__What you are asked to do__. Which lines in the records below contain the word "pink"? Locate each one and copy it out in full.

- - -

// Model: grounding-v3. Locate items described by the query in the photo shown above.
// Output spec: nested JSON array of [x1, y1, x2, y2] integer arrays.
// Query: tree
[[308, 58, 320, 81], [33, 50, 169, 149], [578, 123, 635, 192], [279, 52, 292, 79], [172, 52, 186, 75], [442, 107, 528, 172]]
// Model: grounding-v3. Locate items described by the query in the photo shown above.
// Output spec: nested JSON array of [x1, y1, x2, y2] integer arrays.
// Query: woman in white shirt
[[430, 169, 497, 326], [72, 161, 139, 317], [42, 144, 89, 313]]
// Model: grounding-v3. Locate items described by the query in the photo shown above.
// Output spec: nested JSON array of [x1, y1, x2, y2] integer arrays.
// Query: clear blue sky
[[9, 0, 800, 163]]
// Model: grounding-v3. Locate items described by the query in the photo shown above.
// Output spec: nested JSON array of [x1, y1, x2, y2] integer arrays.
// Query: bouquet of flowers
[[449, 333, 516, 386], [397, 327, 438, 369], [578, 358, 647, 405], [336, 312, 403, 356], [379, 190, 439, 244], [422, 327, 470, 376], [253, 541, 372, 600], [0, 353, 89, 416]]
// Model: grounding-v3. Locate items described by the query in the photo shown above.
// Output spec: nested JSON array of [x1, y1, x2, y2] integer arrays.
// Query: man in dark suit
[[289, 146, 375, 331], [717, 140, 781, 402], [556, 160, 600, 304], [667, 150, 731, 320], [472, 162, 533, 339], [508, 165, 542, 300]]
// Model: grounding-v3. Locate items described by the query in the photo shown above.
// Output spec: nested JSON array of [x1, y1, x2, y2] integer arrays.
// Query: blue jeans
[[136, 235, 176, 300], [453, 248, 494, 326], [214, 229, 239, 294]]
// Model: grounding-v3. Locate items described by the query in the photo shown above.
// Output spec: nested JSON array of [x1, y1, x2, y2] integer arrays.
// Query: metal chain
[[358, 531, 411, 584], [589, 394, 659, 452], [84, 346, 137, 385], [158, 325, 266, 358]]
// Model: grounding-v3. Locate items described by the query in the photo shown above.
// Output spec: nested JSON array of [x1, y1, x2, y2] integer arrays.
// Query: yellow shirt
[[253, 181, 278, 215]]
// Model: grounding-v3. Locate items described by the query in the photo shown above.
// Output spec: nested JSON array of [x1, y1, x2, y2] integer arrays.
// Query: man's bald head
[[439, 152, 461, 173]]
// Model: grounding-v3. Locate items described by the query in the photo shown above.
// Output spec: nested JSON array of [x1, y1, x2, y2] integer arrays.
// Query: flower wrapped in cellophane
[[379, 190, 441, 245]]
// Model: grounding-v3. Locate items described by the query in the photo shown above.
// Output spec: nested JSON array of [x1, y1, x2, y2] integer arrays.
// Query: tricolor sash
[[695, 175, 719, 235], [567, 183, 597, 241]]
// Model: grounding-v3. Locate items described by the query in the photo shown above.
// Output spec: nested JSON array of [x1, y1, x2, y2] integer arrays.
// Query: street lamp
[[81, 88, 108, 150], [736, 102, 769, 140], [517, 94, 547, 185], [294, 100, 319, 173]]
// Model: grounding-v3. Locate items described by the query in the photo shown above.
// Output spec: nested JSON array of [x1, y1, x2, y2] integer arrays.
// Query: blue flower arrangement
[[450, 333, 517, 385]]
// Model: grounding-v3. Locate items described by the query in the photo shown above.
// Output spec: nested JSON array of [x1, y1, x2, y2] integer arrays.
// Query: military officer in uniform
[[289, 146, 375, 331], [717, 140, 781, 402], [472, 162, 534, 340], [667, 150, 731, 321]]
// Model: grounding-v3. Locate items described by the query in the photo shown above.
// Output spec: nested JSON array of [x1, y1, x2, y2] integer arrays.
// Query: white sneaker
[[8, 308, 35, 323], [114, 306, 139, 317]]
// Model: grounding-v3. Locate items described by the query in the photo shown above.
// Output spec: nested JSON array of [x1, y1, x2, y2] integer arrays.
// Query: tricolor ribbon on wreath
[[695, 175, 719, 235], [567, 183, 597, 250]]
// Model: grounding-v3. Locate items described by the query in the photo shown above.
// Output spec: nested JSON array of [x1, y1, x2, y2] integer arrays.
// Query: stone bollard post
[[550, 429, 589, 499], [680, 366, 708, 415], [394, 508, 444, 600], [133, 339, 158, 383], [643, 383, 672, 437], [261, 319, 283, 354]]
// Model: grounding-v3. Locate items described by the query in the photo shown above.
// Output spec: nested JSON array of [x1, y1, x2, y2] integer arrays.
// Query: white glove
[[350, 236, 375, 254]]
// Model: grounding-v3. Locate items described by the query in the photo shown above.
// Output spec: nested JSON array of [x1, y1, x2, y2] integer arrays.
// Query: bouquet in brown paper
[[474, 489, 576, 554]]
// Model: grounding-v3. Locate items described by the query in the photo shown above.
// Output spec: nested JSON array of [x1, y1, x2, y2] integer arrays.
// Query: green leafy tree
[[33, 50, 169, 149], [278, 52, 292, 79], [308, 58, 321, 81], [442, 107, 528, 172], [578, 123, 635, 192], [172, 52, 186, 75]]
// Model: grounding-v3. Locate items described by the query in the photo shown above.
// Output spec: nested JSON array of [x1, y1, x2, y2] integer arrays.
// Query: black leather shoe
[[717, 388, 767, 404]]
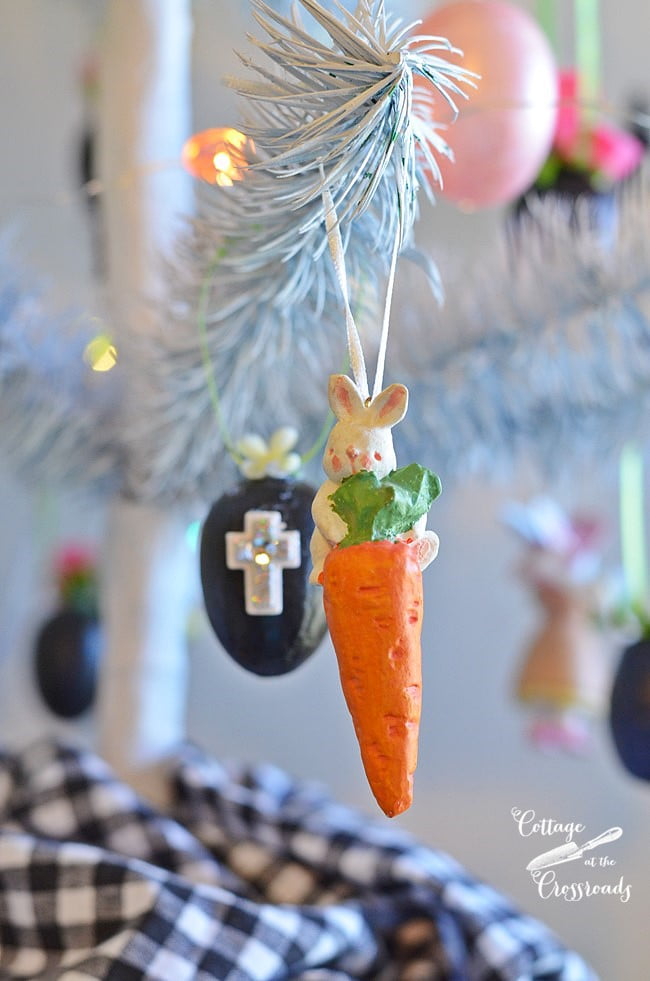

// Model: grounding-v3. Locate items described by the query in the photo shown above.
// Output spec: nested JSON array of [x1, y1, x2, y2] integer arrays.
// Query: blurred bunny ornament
[[504, 498, 609, 754]]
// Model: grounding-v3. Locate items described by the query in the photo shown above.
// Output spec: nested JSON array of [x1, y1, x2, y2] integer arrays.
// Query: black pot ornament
[[609, 640, 650, 780], [201, 477, 327, 676], [35, 608, 103, 719]]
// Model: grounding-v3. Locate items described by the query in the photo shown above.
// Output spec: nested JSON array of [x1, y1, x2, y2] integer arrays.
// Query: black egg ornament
[[609, 639, 650, 780], [35, 609, 102, 719], [34, 545, 103, 719], [201, 477, 327, 677]]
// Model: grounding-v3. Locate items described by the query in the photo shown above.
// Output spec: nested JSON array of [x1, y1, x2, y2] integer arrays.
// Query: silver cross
[[226, 511, 300, 616]]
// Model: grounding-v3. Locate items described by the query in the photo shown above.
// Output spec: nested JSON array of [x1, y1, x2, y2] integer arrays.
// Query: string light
[[84, 334, 117, 371], [181, 126, 254, 187]]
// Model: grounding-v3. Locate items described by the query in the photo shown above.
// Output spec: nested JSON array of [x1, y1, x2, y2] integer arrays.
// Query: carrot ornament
[[312, 375, 440, 817]]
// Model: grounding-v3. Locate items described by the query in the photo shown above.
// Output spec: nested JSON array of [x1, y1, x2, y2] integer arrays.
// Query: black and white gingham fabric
[[0, 743, 595, 981]]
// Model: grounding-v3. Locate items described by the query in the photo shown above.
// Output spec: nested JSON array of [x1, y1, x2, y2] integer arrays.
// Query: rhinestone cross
[[226, 511, 301, 616]]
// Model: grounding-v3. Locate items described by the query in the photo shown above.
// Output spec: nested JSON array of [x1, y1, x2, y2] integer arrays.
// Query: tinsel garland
[[121, 0, 468, 501], [0, 0, 650, 502], [394, 173, 650, 478]]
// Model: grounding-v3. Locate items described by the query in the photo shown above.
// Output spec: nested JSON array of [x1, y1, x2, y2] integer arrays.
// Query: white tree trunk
[[98, 0, 192, 805]]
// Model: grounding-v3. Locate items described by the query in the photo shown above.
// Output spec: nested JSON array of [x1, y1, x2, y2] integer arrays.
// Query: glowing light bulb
[[84, 334, 117, 371], [181, 126, 254, 187]]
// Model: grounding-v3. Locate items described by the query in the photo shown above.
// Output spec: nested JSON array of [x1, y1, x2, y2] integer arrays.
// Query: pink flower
[[54, 545, 97, 580], [587, 123, 644, 181], [553, 69, 645, 183]]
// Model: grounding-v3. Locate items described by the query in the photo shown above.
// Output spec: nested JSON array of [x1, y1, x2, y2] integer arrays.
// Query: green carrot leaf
[[330, 463, 441, 548]]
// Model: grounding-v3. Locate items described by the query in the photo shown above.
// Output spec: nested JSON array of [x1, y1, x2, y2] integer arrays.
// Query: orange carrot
[[323, 541, 423, 817]]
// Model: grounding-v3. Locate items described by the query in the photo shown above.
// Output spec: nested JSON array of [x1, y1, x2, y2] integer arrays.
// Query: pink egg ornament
[[417, 0, 558, 210]]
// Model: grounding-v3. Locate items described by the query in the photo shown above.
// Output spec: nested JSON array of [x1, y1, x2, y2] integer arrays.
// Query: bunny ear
[[327, 375, 365, 422], [368, 385, 409, 429]]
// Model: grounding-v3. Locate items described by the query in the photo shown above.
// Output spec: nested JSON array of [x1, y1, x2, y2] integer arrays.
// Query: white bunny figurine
[[310, 375, 438, 583]]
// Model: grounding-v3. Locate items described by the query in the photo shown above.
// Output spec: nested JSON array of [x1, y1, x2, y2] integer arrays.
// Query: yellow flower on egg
[[235, 426, 301, 480]]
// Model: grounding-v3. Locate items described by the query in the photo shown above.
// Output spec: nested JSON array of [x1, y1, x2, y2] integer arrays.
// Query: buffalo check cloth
[[0, 742, 595, 981]]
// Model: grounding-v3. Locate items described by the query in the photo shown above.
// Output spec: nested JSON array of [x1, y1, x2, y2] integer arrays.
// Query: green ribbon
[[537, 0, 559, 57], [574, 0, 600, 111]]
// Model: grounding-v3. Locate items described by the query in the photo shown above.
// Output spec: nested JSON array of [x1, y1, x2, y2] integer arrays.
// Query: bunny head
[[323, 375, 408, 483]]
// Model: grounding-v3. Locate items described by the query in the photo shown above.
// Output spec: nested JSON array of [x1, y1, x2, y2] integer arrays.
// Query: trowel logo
[[511, 807, 632, 903]]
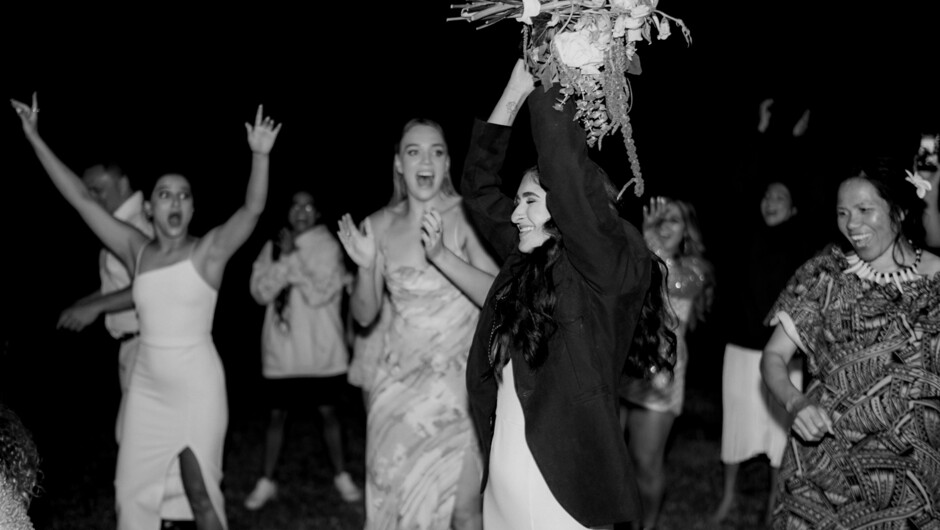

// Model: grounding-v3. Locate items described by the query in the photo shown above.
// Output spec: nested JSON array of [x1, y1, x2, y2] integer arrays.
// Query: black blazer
[[461, 85, 652, 526]]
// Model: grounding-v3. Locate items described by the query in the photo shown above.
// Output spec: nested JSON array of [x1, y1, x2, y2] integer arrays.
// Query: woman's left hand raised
[[10, 92, 39, 135], [245, 105, 283, 155], [421, 208, 444, 262]]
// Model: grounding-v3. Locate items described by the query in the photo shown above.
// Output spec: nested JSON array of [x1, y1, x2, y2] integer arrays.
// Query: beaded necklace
[[843, 248, 923, 291]]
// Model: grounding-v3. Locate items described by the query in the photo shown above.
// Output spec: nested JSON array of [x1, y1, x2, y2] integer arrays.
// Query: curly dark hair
[[0, 403, 40, 507], [839, 157, 925, 254], [493, 230, 562, 380], [491, 168, 678, 380]]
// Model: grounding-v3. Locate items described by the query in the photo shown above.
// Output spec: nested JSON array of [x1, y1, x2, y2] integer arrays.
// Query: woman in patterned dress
[[621, 197, 714, 528], [761, 163, 940, 529], [339, 120, 497, 530]]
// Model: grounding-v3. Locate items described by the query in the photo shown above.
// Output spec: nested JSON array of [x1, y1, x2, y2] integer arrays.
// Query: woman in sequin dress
[[621, 197, 714, 528], [761, 163, 940, 529]]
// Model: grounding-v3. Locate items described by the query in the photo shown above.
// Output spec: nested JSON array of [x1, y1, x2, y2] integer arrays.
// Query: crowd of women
[[7, 52, 940, 530]]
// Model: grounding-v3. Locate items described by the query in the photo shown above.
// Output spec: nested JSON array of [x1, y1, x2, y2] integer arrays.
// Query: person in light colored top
[[245, 191, 362, 510], [58, 164, 153, 443], [10, 93, 281, 530]]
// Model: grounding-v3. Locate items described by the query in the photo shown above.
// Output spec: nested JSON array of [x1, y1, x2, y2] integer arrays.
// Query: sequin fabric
[[771, 248, 940, 530]]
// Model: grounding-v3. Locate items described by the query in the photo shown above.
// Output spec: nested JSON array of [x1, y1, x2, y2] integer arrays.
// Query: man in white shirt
[[58, 165, 153, 443]]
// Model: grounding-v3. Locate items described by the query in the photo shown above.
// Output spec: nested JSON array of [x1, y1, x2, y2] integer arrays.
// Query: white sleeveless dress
[[115, 257, 228, 530], [483, 361, 590, 530]]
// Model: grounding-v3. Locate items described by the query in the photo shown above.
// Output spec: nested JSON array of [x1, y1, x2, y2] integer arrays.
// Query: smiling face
[[653, 202, 686, 257], [395, 124, 450, 201], [145, 175, 193, 237], [836, 178, 898, 266], [510, 172, 552, 254], [287, 191, 319, 234], [760, 182, 796, 226]]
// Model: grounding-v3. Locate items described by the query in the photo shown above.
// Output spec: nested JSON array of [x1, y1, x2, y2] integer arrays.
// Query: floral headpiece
[[447, 0, 692, 197], [904, 169, 933, 199]]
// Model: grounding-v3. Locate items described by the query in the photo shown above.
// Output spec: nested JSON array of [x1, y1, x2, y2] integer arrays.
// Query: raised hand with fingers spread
[[245, 105, 283, 155]]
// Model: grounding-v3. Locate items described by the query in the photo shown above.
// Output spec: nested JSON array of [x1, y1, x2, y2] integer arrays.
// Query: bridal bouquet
[[447, 0, 692, 198]]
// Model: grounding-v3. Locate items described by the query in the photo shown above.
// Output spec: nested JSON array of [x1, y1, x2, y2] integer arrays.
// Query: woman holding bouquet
[[12, 95, 281, 530], [462, 60, 675, 530], [339, 114, 497, 530], [621, 197, 714, 528]]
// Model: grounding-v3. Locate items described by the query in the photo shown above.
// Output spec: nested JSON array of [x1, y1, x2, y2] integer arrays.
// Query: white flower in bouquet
[[448, 0, 691, 196], [552, 29, 604, 74]]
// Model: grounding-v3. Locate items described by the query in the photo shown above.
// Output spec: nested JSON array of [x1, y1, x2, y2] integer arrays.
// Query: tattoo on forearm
[[506, 101, 519, 120]]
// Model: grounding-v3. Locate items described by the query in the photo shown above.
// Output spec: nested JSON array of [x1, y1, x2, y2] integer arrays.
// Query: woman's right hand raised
[[10, 92, 39, 136], [337, 213, 376, 268]]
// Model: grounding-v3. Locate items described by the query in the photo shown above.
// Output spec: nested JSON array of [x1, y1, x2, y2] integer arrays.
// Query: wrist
[[784, 394, 811, 414]]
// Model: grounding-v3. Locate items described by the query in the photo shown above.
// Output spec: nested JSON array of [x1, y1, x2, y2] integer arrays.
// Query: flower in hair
[[904, 169, 933, 199]]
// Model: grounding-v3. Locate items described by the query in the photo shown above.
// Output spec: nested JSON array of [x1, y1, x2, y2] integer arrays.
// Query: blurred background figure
[[761, 165, 940, 530], [713, 175, 818, 522], [245, 191, 362, 510], [0, 403, 40, 530], [58, 164, 153, 443], [346, 292, 392, 413], [621, 197, 715, 528]]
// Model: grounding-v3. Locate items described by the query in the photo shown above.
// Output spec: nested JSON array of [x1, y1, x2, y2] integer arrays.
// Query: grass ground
[[18, 330, 780, 530]]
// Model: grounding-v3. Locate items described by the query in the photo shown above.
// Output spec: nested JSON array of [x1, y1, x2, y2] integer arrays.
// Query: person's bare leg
[[451, 450, 483, 530], [712, 463, 741, 523], [764, 466, 780, 526], [264, 409, 287, 480], [179, 447, 222, 530], [317, 405, 346, 475], [627, 407, 675, 528]]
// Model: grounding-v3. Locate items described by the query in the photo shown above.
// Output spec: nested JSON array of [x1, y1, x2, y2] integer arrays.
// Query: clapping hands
[[245, 105, 283, 155], [421, 208, 444, 262], [337, 213, 376, 268]]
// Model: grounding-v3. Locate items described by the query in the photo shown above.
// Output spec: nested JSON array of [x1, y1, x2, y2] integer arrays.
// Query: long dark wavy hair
[[488, 167, 676, 381], [839, 157, 925, 256], [623, 252, 679, 379], [0, 403, 41, 508]]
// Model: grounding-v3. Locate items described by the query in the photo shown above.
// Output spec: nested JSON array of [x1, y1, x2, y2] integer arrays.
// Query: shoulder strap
[[134, 241, 150, 278]]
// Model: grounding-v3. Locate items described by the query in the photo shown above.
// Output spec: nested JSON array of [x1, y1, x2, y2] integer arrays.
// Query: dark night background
[[0, 0, 938, 524]]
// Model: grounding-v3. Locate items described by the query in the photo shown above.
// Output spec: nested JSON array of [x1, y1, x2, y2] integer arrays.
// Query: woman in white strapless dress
[[13, 95, 280, 530]]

- - -

__Finished answer__.
// Query: pink flower
// Query: pink egg ornament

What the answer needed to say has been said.